■ **WHAT YOU ARE ASKED TO DO**
Copy out every line in the entries below that includes "mountain".

■ **Spatial localization data**

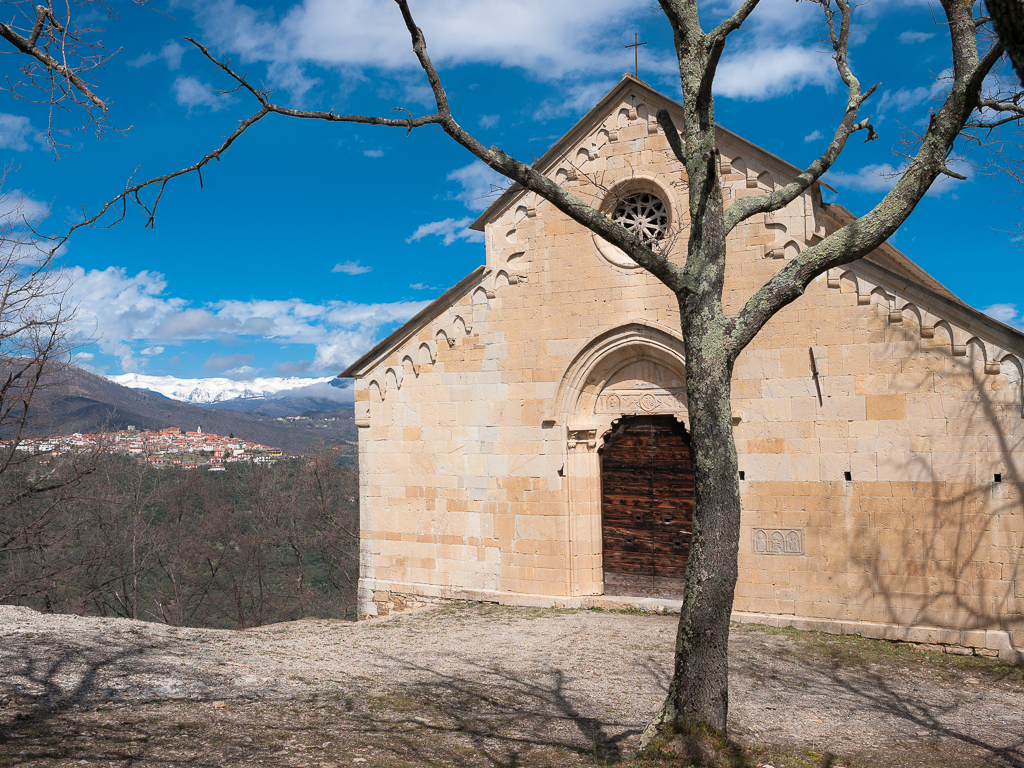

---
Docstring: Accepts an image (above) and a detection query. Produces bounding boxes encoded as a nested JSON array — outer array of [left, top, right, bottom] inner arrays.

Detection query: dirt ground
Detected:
[[0, 602, 1021, 768]]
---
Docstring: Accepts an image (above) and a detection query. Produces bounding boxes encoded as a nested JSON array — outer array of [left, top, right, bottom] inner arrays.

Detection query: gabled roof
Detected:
[[470, 73, 825, 232], [340, 77, 1024, 378]]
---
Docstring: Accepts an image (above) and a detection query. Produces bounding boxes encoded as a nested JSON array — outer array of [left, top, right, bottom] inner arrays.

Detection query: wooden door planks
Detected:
[[600, 416, 694, 592]]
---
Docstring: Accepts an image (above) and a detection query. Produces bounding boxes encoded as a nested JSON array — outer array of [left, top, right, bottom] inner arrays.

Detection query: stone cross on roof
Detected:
[[625, 33, 648, 78]]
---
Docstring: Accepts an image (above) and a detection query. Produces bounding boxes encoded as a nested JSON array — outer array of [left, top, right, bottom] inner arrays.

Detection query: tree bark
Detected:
[[986, 0, 1024, 87]]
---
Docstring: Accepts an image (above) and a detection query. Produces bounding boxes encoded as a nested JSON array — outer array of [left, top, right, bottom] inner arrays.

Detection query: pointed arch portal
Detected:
[[554, 322, 693, 599]]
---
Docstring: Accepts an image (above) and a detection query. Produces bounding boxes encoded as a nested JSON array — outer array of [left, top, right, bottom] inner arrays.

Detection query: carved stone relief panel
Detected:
[[567, 429, 597, 451], [596, 360, 687, 414], [753, 529, 804, 556], [597, 390, 687, 414]]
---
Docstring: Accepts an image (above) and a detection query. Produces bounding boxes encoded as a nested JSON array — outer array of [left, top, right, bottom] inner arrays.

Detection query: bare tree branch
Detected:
[[726, 0, 1009, 354], [708, 0, 762, 41], [723, 0, 879, 233]]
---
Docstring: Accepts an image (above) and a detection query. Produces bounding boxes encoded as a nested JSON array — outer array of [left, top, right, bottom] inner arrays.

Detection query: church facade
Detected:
[[341, 75, 1024, 662]]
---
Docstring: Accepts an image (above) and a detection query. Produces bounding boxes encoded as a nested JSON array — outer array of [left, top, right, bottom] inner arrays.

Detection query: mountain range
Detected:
[[109, 373, 350, 407], [20, 367, 356, 453]]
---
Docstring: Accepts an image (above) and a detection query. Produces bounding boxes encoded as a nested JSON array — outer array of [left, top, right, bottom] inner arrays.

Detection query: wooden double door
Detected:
[[600, 415, 694, 598]]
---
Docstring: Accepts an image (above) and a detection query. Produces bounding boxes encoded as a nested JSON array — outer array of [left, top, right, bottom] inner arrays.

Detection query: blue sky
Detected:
[[2, 0, 1021, 388]]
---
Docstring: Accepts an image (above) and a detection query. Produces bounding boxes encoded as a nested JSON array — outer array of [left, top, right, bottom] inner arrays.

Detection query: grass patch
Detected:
[[733, 622, 1022, 678]]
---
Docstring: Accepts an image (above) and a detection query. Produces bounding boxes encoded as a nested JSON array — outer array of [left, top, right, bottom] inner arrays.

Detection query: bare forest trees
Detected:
[[1, 449, 361, 628], [0, 184, 96, 608], [0, 0, 131, 604]]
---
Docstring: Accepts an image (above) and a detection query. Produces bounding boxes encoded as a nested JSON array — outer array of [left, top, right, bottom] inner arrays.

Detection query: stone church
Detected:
[[341, 75, 1024, 662]]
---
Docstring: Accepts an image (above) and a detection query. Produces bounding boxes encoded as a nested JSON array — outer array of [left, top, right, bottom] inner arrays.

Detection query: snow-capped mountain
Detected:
[[109, 373, 344, 406]]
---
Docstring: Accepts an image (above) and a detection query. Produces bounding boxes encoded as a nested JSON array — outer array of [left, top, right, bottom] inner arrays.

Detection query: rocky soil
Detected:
[[0, 602, 1021, 767]]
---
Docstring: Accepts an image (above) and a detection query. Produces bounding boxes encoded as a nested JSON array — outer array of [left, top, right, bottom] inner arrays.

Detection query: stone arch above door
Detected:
[[549, 321, 688, 430]]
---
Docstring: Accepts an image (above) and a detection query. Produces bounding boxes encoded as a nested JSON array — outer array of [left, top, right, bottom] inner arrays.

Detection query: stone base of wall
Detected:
[[358, 579, 1024, 664], [731, 611, 1023, 665], [363, 589, 451, 619]]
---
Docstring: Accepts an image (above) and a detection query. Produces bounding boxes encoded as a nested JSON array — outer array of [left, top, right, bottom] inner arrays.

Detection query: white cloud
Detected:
[[982, 304, 1024, 330], [478, 114, 500, 128], [0, 114, 37, 151], [0, 189, 49, 225], [192, 0, 668, 97], [711, 0, 825, 35], [406, 217, 482, 246], [172, 76, 235, 113], [141, 346, 165, 355], [447, 161, 507, 211], [204, 352, 255, 371], [531, 79, 618, 121], [363, 149, 384, 158], [60, 266, 427, 374], [825, 163, 902, 193], [715, 46, 835, 100], [410, 282, 436, 290], [825, 159, 971, 197], [898, 30, 935, 44], [804, 129, 823, 143], [129, 41, 186, 69], [332, 260, 372, 274], [875, 74, 950, 119], [876, 86, 931, 114]]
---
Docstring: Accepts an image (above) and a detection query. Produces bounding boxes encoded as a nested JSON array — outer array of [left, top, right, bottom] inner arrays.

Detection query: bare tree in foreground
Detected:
[[8, 0, 1023, 753], [0, 185, 101, 605], [0, 0, 150, 149]]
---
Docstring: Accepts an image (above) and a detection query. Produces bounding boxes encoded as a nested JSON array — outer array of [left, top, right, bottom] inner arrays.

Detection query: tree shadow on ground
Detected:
[[0, 638, 649, 767], [0, 633, 232, 766], [739, 640, 1024, 767], [354, 652, 646, 765]]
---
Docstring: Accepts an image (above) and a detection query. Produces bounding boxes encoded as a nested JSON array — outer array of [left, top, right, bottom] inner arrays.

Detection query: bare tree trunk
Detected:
[[657, 340, 741, 738]]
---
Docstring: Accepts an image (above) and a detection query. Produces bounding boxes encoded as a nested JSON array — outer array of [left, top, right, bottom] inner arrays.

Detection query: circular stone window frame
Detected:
[[592, 176, 678, 271]]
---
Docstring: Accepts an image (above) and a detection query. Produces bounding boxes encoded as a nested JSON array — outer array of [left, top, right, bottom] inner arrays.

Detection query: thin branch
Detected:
[[724, 0, 878, 232], [0, 18, 106, 112], [708, 0, 763, 42], [726, 0, 1008, 356]]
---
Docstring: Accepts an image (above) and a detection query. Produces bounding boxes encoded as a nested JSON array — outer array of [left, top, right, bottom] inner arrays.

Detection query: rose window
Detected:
[[612, 192, 668, 243]]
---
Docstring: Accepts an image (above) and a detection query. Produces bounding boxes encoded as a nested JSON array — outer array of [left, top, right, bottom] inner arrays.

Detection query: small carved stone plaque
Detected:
[[753, 528, 804, 556]]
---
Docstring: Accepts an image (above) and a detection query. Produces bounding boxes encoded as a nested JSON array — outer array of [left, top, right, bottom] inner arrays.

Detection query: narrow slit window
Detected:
[[739, 470, 745, 481], [844, 471, 852, 481], [995, 473, 1003, 483]]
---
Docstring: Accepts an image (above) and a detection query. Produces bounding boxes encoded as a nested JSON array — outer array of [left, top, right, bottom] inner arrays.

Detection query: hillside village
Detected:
[[5, 426, 285, 470]]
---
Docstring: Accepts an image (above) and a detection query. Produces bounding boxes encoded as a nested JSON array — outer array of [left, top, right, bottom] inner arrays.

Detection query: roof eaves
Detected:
[[338, 265, 486, 379], [854, 259, 1024, 354], [820, 202, 961, 305]]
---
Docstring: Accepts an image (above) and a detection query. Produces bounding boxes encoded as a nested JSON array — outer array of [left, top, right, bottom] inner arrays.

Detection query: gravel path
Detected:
[[0, 602, 1021, 767]]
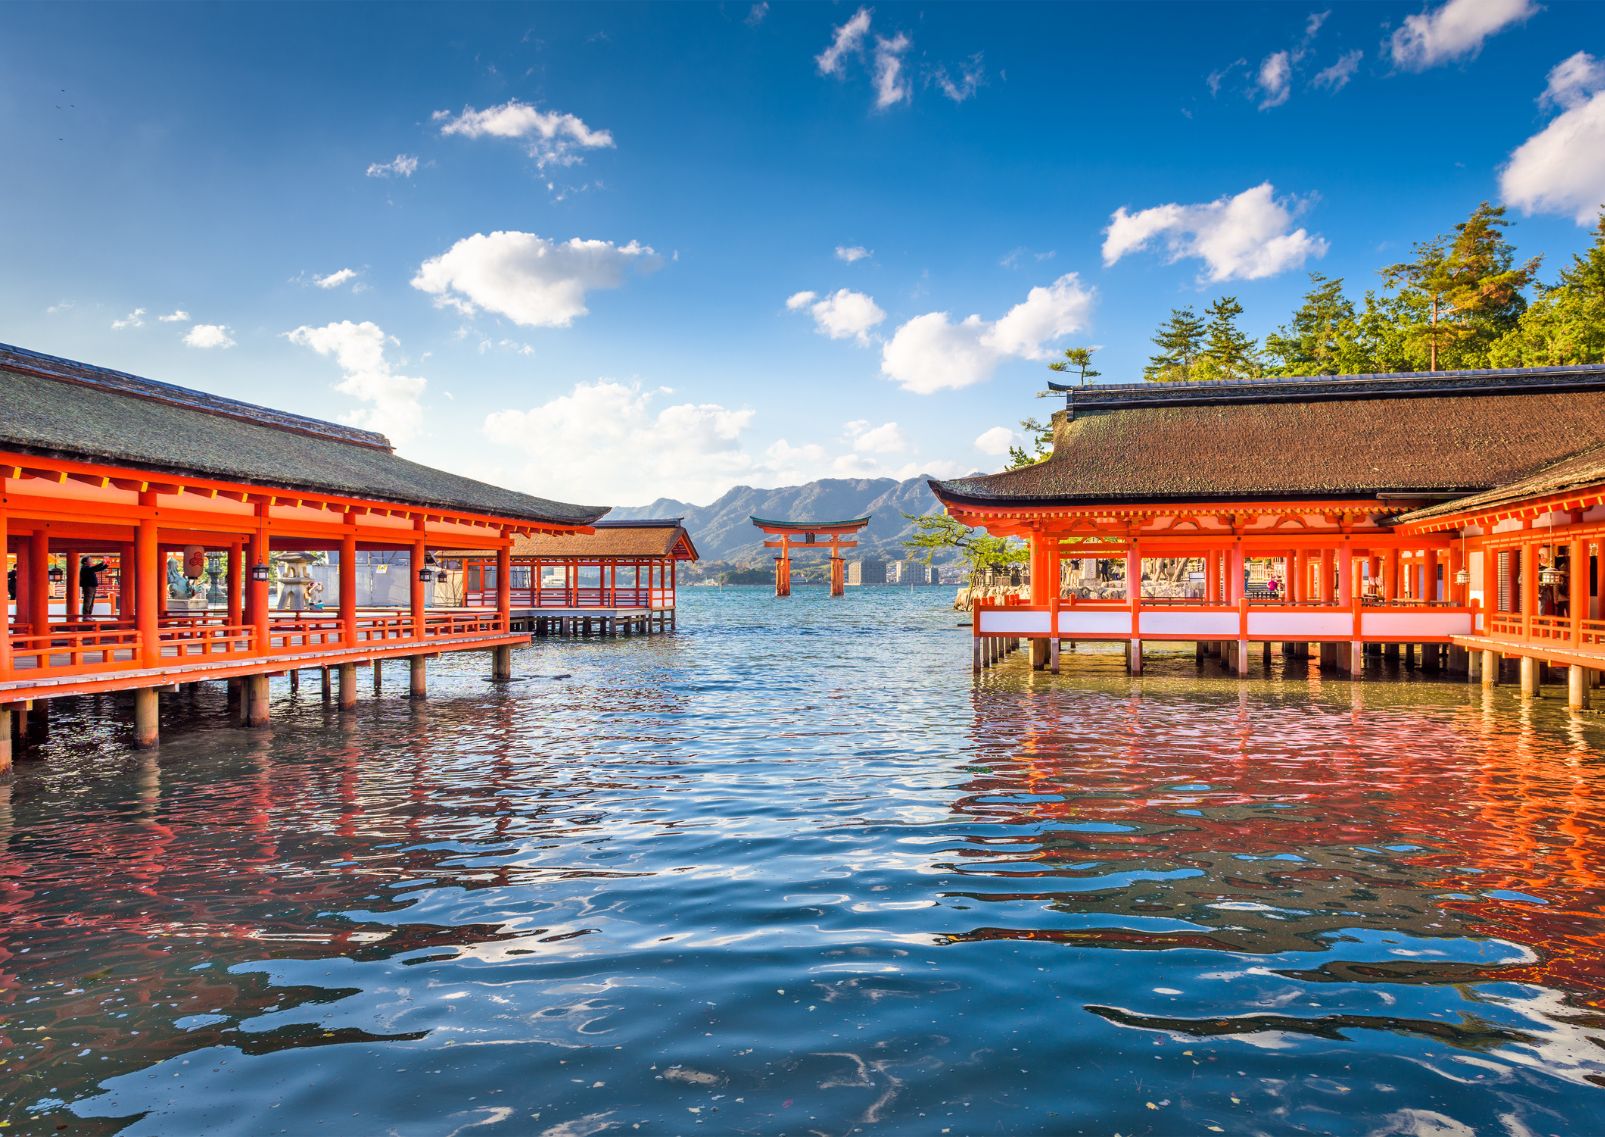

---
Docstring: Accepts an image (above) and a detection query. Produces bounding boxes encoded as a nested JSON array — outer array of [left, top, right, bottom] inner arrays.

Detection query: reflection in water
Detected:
[[0, 589, 1602, 1135]]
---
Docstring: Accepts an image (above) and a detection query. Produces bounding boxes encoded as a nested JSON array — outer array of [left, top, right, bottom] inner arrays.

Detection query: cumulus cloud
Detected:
[[973, 426, 1017, 456], [183, 324, 235, 350], [157, 309, 190, 323], [412, 231, 659, 328], [1313, 49, 1364, 91], [880, 272, 1095, 394], [1501, 60, 1605, 225], [365, 154, 418, 178], [435, 100, 614, 170], [845, 420, 908, 454], [873, 33, 912, 109], [1389, 0, 1536, 70], [1257, 51, 1293, 108], [746, 2, 769, 26], [1540, 50, 1605, 111], [787, 287, 886, 345], [313, 268, 359, 289], [285, 320, 425, 444], [835, 245, 872, 263], [112, 308, 145, 330], [1102, 182, 1328, 282], [817, 7, 871, 75]]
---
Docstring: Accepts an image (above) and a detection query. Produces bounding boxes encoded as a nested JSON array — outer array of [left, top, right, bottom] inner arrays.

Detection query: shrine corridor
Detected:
[[3, 587, 1604, 1136]]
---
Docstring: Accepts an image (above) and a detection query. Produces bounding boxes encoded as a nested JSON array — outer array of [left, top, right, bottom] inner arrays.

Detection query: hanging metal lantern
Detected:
[[1539, 564, 1563, 587], [47, 563, 65, 583], [250, 562, 271, 582], [1454, 567, 1470, 586]]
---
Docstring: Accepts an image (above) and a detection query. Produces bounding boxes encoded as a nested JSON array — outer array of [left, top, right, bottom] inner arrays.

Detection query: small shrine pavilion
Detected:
[[453, 518, 698, 635], [930, 365, 1605, 684], [0, 344, 606, 771]]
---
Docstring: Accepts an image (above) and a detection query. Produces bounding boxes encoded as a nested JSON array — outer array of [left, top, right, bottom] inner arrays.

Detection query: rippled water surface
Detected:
[[4, 587, 1605, 1135]]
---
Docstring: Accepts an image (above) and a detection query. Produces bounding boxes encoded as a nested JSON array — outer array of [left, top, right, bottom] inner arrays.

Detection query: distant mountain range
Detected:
[[606, 474, 971, 567]]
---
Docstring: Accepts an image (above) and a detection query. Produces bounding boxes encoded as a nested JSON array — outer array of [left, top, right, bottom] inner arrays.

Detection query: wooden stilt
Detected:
[[321, 667, 332, 701], [1519, 656, 1539, 698], [0, 707, 12, 777], [1128, 638, 1143, 675], [1569, 665, 1589, 710], [1482, 649, 1498, 686], [289, 669, 300, 694], [133, 687, 159, 748], [1049, 637, 1060, 674], [410, 655, 427, 699], [493, 644, 513, 681], [338, 663, 358, 710], [373, 660, 383, 694]]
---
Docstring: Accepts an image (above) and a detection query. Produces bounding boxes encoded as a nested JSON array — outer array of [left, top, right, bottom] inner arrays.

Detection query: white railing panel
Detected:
[[1140, 610, 1239, 637], [1247, 611, 1354, 639], [1057, 610, 1133, 636], [978, 609, 1052, 636], [1360, 610, 1474, 639]]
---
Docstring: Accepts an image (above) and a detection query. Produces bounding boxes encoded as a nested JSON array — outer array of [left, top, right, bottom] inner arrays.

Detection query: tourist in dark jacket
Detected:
[[79, 558, 109, 619]]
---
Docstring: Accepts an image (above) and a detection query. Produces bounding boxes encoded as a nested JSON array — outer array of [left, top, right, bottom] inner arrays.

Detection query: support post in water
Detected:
[[133, 688, 159, 749], [338, 663, 358, 710]]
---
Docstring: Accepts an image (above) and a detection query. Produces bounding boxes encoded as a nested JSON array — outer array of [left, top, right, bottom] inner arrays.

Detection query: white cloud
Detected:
[[435, 100, 614, 170], [746, 2, 768, 26], [157, 309, 190, 323], [1388, 0, 1536, 70], [788, 287, 886, 345], [313, 268, 359, 289], [111, 307, 146, 330], [873, 33, 912, 109], [974, 426, 1017, 456], [412, 231, 659, 328], [817, 7, 871, 75], [1540, 51, 1605, 111], [1313, 49, 1364, 91], [1501, 89, 1605, 225], [936, 55, 985, 102], [285, 321, 426, 444], [46, 301, 73, 315], [845, 420, 907, 454], [879, 273, 1095, 394], [1257, 51, 1292, 108], [1102, 182, 1328, 282], [183, 324, 235, 350], [365, 154, 419, 178], [835, 245, 872, 263]]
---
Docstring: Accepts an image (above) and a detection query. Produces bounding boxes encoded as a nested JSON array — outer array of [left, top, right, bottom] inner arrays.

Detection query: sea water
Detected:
[[3, 586, 1604, 1135]]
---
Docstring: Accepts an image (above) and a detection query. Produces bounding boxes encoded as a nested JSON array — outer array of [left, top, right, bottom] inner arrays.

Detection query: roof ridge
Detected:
[[0, 342, 393, 452], [1047, 364, 1605, 411]]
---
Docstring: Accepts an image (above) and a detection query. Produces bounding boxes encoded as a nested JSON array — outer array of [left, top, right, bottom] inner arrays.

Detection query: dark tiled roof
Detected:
[[936, 369, 1605, 506], [0, 344, 607, 526], [1394, 443, 1605, 524], [505, 520, 699, 560]]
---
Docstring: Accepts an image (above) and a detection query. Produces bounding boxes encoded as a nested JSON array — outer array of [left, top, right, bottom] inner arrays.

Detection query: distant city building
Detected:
[[888, 560, 937, 585], [847, 557, 886, 585]]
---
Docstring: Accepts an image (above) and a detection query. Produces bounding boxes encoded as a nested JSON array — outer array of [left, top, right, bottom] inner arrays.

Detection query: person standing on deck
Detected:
[[79, 557, 109, 619]]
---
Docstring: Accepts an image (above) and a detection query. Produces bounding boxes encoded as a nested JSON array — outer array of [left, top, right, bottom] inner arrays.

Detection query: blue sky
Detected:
[[3, 1, 1603, 507]]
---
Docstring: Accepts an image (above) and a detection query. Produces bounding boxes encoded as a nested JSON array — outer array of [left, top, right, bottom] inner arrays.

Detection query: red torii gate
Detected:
[[751, 516, 871, 598]]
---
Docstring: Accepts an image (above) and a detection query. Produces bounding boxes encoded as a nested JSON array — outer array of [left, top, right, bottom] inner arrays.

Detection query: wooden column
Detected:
[[65, 551, 81, 620], [1569, 538, 1586, 647], [248, 504, 271, 655], [338, 662, 358, 709], [496, 540, 512, 633], [410, 655, 427, 698], [0, 509, 10, 680], [246, 674, 271, 726], [1030, 531, 1057, 606], [1568, 664, 1590, 710], [340, 525, 358, 648], [136, 501, 160, 667], [1521, 542, 1538, 635], [410, 523, 427, 641], [226, 540, 244, 628], [133, 687, 159, 749], [28, 531, 50, 635], [118, 543, 136, 619]]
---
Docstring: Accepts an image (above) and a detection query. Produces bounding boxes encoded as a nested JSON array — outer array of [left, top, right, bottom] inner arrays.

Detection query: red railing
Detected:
[[160, 622, 253, 659], [10, 627, 142, 674], [425, 612, 504, 637], [464, 586, 672, 610]]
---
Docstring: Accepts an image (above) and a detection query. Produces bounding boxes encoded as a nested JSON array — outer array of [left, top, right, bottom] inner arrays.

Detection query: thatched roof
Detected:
[[0, 344, 607, 526], [1394, 442, 1605, 525], [934, 368, 1605, 507], [503, 519, 699, 560]]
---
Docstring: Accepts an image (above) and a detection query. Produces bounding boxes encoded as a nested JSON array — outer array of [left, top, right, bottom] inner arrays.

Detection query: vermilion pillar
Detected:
[[0, 508, 11, 678], [136, 510, 160, 666], [65, 550, 81, 620], [410, 539, 427, 639], [248, 507, 271, 654], [496, 541, 512, 631], [226, 540, 244, 628], [340, 527, 358, 648], [28, 531, 50, 634]]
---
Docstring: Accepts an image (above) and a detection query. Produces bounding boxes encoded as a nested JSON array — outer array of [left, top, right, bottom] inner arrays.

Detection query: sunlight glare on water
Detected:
[[2, 586, 1604, 1135]]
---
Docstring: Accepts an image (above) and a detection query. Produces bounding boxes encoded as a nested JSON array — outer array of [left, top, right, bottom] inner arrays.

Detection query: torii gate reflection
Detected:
[[750, 516, 871, 598]]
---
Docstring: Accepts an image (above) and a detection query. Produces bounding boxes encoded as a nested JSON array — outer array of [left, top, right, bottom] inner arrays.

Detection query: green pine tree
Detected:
[[1195, 296, 1259, 381], [1263, 273, 1367, 375], [1489, 209, 1605, 366], [1143, 306, 1205, 382]]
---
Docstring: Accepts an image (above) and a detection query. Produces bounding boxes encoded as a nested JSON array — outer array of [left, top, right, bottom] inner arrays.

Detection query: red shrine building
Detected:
[[930, 366, 1605, 703], [0, 344, 606, 768], [454, 518, 698, 635]]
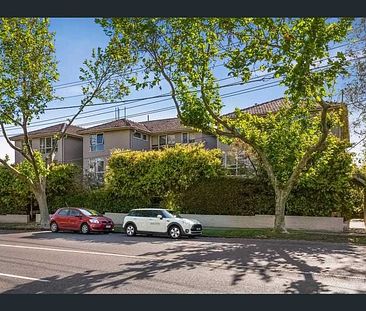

■ **OUTPUT**
Detection query: mountain range
Detection query: snow-capped mountain
Detection query: distant mountain range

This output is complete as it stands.